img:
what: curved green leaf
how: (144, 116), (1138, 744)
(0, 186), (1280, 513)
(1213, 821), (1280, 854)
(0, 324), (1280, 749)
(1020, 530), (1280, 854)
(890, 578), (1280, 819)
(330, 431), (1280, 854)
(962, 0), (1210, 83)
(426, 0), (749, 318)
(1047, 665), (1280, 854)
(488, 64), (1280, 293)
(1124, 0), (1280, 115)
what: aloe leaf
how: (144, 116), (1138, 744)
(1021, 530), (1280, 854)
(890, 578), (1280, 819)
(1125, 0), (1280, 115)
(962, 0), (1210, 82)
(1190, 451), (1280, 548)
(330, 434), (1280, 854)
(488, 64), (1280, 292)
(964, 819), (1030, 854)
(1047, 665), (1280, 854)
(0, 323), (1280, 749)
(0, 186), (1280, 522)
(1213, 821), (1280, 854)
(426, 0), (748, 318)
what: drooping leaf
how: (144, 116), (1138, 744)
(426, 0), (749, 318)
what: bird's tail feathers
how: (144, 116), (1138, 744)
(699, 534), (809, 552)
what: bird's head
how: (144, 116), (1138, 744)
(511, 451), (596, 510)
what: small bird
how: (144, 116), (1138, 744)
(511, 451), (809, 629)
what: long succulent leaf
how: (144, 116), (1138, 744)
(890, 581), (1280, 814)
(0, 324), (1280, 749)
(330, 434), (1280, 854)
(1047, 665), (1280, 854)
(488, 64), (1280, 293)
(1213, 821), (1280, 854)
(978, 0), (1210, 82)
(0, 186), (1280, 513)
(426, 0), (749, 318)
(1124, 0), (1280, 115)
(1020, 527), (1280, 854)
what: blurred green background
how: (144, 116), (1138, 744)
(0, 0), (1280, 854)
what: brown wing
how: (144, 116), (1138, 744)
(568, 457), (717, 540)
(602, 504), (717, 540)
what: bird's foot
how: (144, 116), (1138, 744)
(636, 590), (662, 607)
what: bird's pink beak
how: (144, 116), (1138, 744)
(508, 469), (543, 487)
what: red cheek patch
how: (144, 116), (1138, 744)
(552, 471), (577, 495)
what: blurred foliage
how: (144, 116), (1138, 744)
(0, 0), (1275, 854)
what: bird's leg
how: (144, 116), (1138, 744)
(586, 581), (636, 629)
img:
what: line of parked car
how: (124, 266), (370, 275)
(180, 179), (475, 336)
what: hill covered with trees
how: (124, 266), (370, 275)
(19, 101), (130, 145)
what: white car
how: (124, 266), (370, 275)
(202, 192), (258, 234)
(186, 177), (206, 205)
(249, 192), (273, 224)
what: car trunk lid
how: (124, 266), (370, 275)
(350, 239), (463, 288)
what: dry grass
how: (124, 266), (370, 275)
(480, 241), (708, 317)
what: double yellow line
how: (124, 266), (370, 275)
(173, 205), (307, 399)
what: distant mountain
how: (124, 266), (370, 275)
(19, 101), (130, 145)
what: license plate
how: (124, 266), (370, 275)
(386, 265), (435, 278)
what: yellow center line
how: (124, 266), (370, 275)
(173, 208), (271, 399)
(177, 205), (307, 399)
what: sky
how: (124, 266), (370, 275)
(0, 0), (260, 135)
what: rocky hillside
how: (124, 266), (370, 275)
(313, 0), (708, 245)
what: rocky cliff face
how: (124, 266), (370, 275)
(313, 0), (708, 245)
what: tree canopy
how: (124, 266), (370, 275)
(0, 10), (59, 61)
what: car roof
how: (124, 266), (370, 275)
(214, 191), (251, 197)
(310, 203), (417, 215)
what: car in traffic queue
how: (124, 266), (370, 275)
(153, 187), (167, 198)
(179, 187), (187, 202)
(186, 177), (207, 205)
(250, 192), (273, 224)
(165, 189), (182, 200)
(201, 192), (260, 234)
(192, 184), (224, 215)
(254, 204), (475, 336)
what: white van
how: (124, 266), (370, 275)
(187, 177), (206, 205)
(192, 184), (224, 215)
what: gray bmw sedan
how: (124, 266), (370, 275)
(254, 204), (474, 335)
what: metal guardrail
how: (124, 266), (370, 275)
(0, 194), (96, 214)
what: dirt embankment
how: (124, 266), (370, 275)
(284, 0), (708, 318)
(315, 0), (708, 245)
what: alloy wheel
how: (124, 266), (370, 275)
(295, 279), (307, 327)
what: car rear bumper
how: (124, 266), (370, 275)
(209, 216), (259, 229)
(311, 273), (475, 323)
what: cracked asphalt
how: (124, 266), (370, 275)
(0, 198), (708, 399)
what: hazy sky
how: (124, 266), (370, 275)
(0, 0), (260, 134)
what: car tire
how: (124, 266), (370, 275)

**TO BE DONE:** Output exactly the lines from the one containing "what: gray bmw sedan" through the last line of the entries, both ends included.

**WRITTEN ANSWER:**
what: gray bmw sedan
how: (124, 266), (370, 275)
(254, 204), (474, 335)
what: metal guardrail
how: (124, 266), (370, 275)
(0, 194), (96, 214)
what: dirt embankment
how: (124, 266), (370, 275)
(284, 0), (708, 318)
(315, 0), (708, 245)
what: alloy wheel
how: (124, 266), (370, 275)
(295, 279), (307, 327)
what: car rear bumper
how: (124, 266), (370, 275)
(209, 216), (259, 229)
(311, 273), (475, 323)
what: cracked asphalt
how: (124, 266), (370, 275)
(0, 198), (708, 399)
what: hazy sky
how: (124, 266), (370, 275)
(0, 0), (260, 134)
what: car tire
how: (124, 266), (370, 275)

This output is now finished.